[Collected data entries]
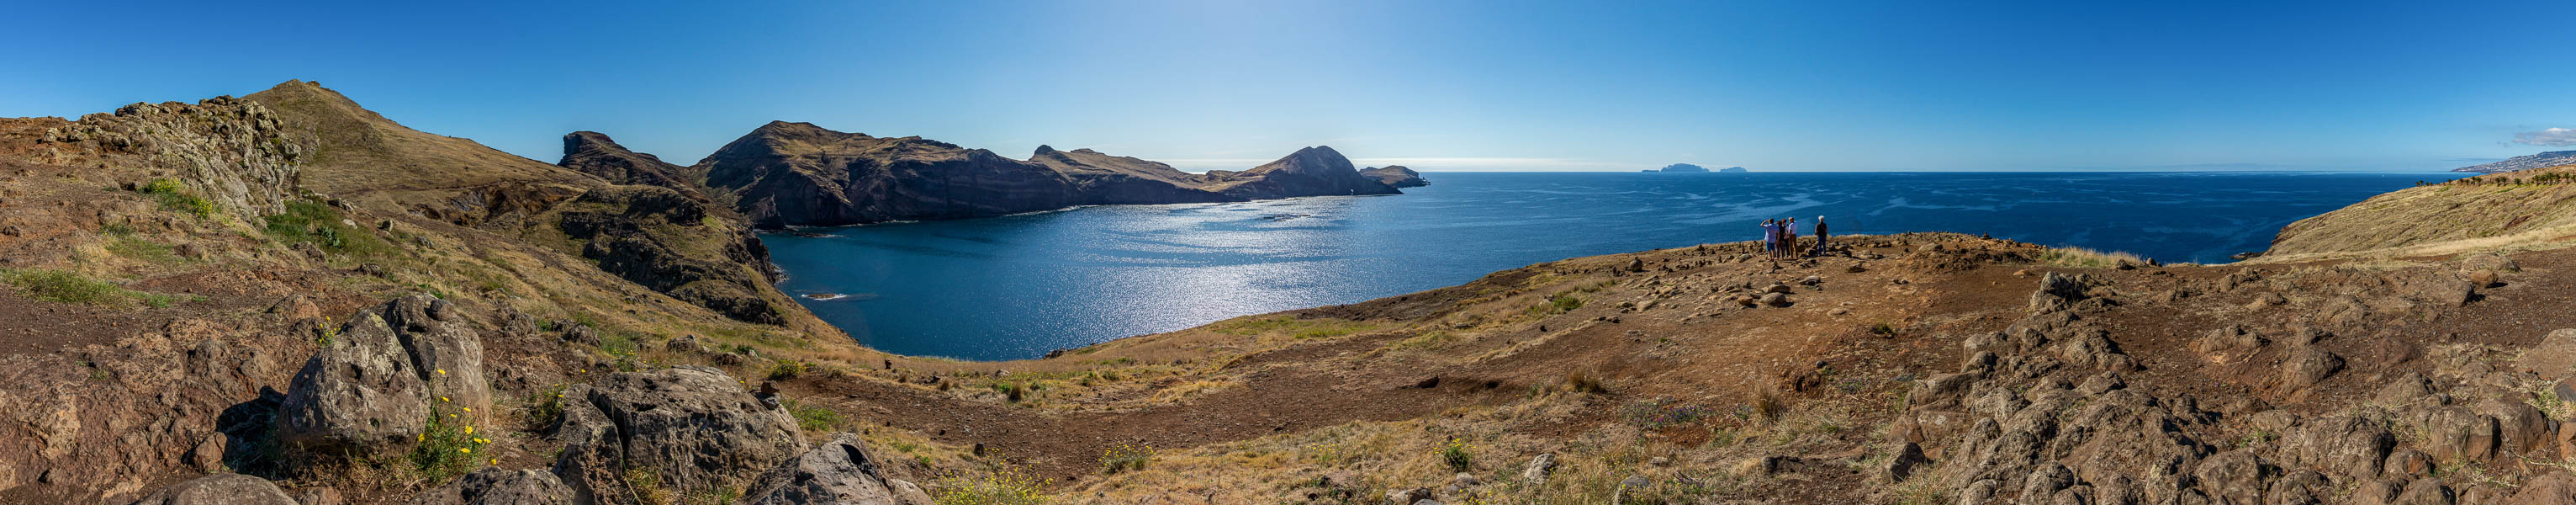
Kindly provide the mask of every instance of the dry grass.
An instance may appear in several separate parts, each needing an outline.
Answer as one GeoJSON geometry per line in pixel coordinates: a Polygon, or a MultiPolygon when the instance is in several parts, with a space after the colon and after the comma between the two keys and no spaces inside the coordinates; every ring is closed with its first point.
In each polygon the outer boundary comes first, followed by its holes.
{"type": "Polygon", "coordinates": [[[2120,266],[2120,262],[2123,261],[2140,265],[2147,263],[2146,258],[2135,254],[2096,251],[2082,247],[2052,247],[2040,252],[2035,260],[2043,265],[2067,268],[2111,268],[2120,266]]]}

▶ Exercise brief: Omit each image and transcribe the remaining records word for word.

▶ The completed task:
Kindly provide the mask of every instance of the dry grass.
An instance may appear in several separate parts, each needing an outline.
Answer as one GeoJSON geometry per line in pixel coordinates: a Polygon, or a MultiPolygon when the instance is in several parts, with a space after the colon and after the comma between the two keys and no spaces inside the coordinates; every ring is closed with its first point.
In each polygon the outer boundary comes first, followed by its holes.
{"type": "Polygon", "coordinates": [[[2120,266],[2120,262],[2123,261],[2140,265],[2147,263],[2146,258],[2135,254],[2096,251],[2082,247],[2052,247],[2040,252],[2035,260],[2043,265],[2067,268],[2111,268],[2120,266]]]}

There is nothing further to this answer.